# Tareas a realizar
A - Copia sin cambios el pasaje del hilo sobre el informe del sistema eléctrico de 2016 que comienza en "## Jonasino" y termina en "al 100% (26-dic-2016),F. Lázaro (20-dic-2016)".
B - Responde a partir del hilo sobre el informe del sistema eléctrico de 2016:
(i) ¿Qué porcentaje del total alcanzó la producción renovable?
(ii) ¿En qué países se mencionan paradas de mantenimiento de nucleares?
(iii) ¿Qué había anunciado termopar en otro hilo a principios de año?
C - Prosigue el hilo sobre el informe del sistema eléctrico de 2016 a partir de su última frase.

# USOS PRINCIPALES DEL AGUA > Energía >  Avance del informe del Sistema Eléctrico Español 2016

## Jonasino

http://www.ree.es/es/estadisticas-de...o-espanol-2016

(Enlace para descargarlo)

----------

embalses al 100% (26-dic-2016),F. Lázaro (20-dic-2016)

----------


## termopar

Se acuerdan que en un hilo, a principios de año, les comenté que la reducción de trabajo en centrales térmicas sería un hecho?

Pues de este informe voy a destacar dos cosas:

- Que se ha consumido menos CO2
- Que las renovables, a pesar de no haber puesto un euro el gobierno en su apoyo e inversión ha aumentado su producción hasta el 41% del total.

y más abajo dejo los datos comparativos anuales:



Y eso que este año,no habrá sido por las dificultades puestas por el sector eléctrico para alcanzar estos objetivos, paradas de mantenimiento de nucleares tanto en Francia (obligando a exportar) como en España en época de (teórica) baja producción renovable, para que suba el CO2 y el precio de la electricidad.

# Datos extraídos
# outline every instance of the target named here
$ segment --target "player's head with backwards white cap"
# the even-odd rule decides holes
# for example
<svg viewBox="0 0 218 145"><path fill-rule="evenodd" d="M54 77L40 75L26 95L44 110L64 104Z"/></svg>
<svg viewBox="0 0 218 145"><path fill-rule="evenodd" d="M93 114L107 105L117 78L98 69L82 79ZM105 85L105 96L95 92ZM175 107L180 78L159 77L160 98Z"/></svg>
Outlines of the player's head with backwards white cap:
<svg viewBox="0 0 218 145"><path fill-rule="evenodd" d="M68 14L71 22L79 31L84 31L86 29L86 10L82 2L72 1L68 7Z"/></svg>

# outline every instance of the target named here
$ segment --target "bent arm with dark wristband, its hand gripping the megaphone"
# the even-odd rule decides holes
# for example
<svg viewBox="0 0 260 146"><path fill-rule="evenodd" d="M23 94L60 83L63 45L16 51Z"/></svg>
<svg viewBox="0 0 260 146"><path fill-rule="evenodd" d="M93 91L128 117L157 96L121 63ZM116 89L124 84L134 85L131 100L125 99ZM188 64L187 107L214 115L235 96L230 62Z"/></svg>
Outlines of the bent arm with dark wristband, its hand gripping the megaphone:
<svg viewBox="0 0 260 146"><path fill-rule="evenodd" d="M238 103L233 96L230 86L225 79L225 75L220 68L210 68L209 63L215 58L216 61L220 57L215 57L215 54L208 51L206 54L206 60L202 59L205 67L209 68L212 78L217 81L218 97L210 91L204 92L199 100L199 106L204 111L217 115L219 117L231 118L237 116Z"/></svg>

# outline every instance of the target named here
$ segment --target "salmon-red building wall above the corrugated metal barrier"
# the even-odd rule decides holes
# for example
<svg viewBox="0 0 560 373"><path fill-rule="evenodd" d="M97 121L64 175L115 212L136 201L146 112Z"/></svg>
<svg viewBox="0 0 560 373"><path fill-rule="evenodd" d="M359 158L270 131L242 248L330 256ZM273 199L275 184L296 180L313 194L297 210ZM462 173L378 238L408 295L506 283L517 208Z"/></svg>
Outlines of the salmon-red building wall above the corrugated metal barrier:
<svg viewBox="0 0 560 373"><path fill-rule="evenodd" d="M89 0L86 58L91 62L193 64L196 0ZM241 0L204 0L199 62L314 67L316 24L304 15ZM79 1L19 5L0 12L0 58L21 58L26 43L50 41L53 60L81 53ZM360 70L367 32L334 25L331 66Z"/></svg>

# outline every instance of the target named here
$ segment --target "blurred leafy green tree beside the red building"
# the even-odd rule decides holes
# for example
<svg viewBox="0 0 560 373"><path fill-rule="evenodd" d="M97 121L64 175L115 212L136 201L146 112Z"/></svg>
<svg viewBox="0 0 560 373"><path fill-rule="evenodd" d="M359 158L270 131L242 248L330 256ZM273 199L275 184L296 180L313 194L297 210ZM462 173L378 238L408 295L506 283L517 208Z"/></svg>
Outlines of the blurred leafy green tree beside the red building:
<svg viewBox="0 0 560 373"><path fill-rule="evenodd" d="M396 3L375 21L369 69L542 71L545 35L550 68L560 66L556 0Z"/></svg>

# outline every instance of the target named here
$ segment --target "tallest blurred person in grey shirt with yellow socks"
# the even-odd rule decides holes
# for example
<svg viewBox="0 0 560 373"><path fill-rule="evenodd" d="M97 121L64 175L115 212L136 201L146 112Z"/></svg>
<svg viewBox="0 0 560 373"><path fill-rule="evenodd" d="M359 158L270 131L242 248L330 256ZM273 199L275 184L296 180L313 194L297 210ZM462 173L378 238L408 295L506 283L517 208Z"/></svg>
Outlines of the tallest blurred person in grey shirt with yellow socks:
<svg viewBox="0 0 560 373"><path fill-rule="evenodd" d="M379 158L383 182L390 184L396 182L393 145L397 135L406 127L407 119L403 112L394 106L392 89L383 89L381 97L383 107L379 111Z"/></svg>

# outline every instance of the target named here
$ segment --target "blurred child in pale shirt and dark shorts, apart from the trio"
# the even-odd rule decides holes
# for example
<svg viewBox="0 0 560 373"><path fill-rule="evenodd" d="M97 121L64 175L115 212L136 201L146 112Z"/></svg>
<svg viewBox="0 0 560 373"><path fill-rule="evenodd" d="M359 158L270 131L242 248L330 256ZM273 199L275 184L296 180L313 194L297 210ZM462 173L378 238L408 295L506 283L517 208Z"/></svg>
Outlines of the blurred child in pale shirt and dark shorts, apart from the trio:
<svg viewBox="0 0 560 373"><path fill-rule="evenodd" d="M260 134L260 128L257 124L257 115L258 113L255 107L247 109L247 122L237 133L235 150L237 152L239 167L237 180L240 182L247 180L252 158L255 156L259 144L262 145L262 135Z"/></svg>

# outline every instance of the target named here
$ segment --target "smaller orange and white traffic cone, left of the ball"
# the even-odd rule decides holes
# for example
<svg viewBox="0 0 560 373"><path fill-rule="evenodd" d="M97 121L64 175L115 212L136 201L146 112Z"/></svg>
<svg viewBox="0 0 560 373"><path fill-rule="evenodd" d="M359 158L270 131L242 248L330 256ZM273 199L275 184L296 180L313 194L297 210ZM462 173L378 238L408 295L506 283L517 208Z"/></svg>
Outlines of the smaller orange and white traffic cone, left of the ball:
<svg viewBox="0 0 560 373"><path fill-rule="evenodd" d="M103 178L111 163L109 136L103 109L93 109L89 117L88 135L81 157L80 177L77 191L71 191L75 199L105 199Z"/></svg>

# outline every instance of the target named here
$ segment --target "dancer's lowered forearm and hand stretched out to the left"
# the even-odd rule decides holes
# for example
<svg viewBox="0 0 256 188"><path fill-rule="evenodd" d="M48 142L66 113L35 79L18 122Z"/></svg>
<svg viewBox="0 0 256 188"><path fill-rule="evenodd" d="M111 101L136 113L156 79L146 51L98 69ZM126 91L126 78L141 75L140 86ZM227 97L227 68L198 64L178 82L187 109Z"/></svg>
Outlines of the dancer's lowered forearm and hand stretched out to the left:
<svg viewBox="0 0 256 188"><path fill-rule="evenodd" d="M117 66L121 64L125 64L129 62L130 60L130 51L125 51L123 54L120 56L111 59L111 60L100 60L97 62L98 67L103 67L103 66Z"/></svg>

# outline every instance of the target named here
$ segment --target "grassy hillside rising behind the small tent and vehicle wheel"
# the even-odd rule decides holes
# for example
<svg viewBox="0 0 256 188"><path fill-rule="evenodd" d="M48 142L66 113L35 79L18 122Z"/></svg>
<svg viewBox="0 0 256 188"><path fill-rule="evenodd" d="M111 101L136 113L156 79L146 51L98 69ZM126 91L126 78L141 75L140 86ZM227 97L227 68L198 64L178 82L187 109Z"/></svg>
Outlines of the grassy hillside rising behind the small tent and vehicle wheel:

# Respuestas por tarea
A -
## Jonasino

http://www.ree.es/es/estadisticas-de...o-espanol-2016

(Enlace para descargarlo)

----------

embalses al 100% (26-dic-2016),F. Lázaro (20-dic-2016)

B -
(i) El 41 % del total.
(ii) En Francia y en España.
(iii) Que la reducción de trabajo en centrales térmicas sería un hecho.

C -
----------


## Jonasino

> - Que se ha consumido menos CO2


???????




> las renovables, a pesar de no haber puesto un euro el gobierno en su apoyo


?????????????




> paradas de mantenimiento de nucleares tanto en Francia (obligando a exportar)


??????????

O arreglan el traductor de chino de Google o no entiendo nada

----------


## F. Lázaro

> las renovables, a pesar de no haber puesto un euro el gobierno en su apoyo


Jesús, lo que hay que leer algunas veces...

----------


## termopar

Sí sres. Este año no se ha invertido ni un solo euro ni en eólica ni en solar.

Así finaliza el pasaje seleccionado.